**Instruction:** Return only the line that contains "Target: bird perched on branch" and each line after it, through the last line of the data below, copied exactly.

**Source data:**

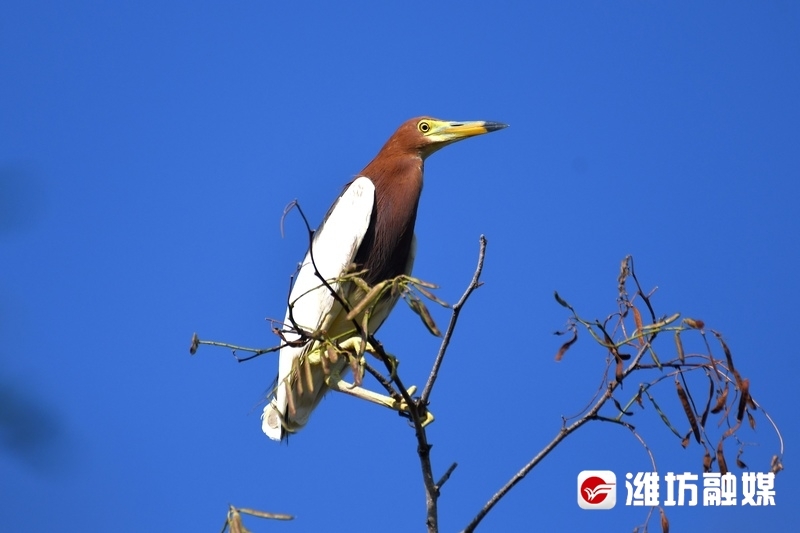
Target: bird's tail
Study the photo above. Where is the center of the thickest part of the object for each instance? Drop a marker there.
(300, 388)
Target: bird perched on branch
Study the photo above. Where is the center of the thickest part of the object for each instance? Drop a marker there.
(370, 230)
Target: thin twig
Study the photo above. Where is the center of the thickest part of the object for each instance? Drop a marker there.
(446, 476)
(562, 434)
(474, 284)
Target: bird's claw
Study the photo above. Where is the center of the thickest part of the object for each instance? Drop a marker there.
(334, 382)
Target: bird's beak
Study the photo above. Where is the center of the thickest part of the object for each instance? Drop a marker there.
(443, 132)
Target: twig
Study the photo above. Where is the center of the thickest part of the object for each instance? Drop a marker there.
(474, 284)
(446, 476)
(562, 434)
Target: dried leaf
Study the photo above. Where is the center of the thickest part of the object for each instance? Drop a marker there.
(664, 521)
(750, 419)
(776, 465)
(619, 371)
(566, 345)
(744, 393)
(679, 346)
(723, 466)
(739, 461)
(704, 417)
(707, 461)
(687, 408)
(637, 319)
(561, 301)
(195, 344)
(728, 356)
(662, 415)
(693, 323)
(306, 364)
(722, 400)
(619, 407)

**Worked solution:**
Target: bird perched on branch
Study the photo above. Where is the center of the thickest part of the object for each instance? Drop a marker there.
(370, 230)
Target: thin twig
Study the photo above. Where is the center of the thickest part of the object for each instance? Drop a marker there.
(446, 476)
(562, 434)
(474, 284)
Target: bird's claw
Study the photo above. Where is the center of the thickest part of the object for each instance? Drop a marker there.
(334, 382)
Target: bird's beak
Study the photo above. Where is the center of the thickest part of the object for each instance? Drop a marker there.
(443, 132)
Target: twig
Study the photo above. Where is the center of the thickest part of the object for each instance? Drop a marker there.
(474, 284)
(446, 476)
(562, 434)
Target: dried leaf
Study the photo above. Where is the center of the thickest part of the object for each instance? Drop a marker there.
(664, 521)
(750, 419)
(776, 465)
(619, 371)
(566, 345)
(744, 393)
(679, 346)
(723, 466)
(739, 461)
(704, 417)
(707, 461)
(687, 408)
(637, 319)
(561, 301)
(195, 344)
(728, 356)
(662, 415)
(693, 323)
(306, 364)
(722, 400)
(619, 407)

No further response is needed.